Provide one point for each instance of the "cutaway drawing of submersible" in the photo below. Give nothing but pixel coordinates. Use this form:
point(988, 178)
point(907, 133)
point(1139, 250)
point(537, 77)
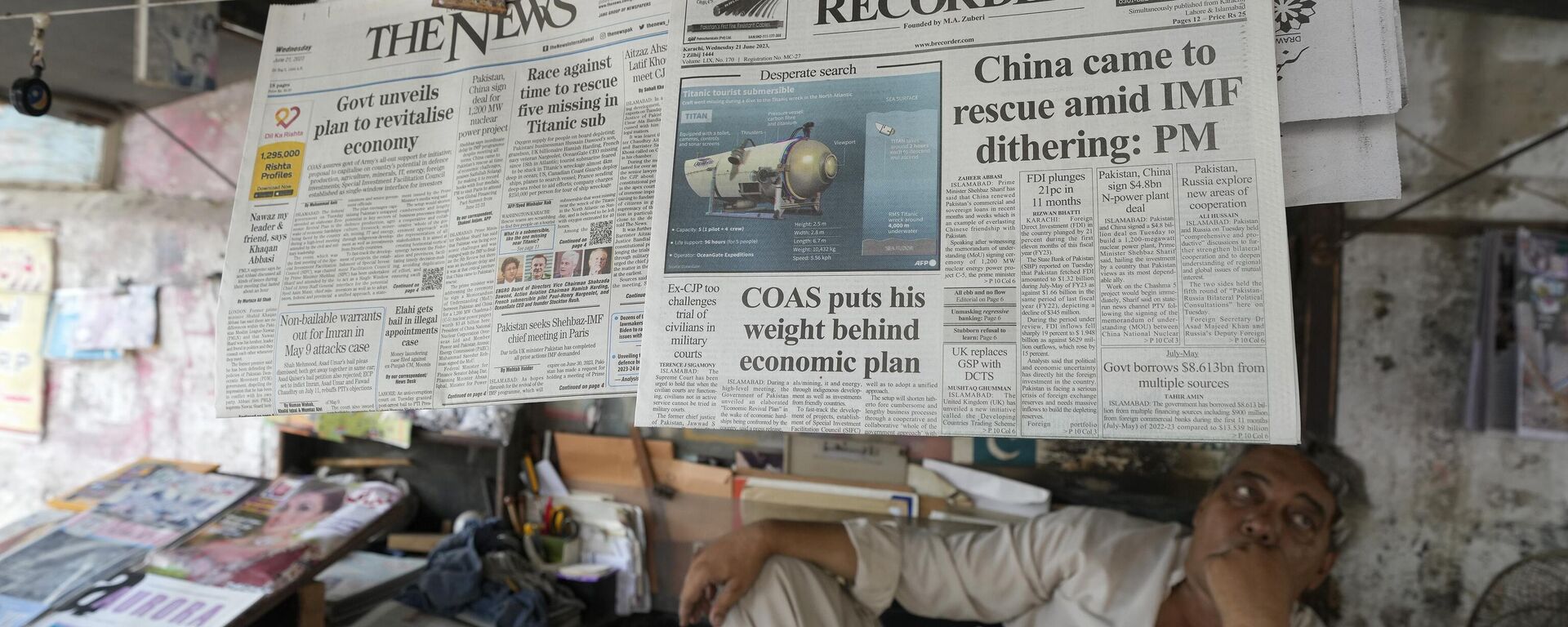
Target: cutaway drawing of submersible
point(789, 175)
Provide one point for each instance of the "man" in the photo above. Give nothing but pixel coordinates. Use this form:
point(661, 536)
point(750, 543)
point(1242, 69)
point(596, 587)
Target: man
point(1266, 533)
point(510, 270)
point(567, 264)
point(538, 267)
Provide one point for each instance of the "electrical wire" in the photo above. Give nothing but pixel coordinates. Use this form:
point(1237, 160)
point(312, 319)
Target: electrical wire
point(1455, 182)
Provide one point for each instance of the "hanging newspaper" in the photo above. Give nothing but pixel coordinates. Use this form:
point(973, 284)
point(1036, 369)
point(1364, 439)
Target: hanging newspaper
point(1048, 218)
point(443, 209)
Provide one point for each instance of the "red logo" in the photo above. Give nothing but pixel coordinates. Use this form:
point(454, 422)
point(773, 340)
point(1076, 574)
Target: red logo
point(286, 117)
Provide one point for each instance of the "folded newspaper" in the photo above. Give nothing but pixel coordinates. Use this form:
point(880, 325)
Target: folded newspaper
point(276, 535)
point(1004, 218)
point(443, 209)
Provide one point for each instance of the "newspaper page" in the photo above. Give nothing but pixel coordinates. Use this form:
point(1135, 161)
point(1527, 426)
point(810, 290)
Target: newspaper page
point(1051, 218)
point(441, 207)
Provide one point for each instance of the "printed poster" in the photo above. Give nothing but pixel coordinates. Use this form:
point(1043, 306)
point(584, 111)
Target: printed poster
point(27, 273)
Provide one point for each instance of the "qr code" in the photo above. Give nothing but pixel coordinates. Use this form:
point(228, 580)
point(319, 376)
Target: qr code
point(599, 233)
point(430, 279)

• _Your assignment_:
Please print exactly the lines of the entries above, beginning with the line that contains "point(810, 290)" and ending with the last line.

• _Solution to the problem_:
point(810, 290)
Target: newspaper page
point(1051, 218)
point(441, 207)
Provide one point for each instance of the "printed poster" in the photo above. Give nothing but pixel coordinates. Use this form:
point(1043, 306)
point(584, 111)
Target: printed poster
point(27, 273)
Provide one point for each instance of the "qr code" in the photo above. Give nothing but pixel coordinates. Use this form:
point(228, 580)
point(319, 376)
Target: qr code
point(599, 233)
point(430, 279)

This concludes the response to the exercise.